What the task requires - From first line to last, copy the material below exactly.

==========

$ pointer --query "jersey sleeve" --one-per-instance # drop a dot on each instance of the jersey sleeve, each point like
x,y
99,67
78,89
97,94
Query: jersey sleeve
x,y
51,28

==========

Finished exercise -
$ pointer --query "jersey sleeve" --one-per-instance # drop a dot on each instance of the jersey sleeve, each point like
x,y
99,67
78,89
97,94
Query: jersey sleeve
x,y
51,28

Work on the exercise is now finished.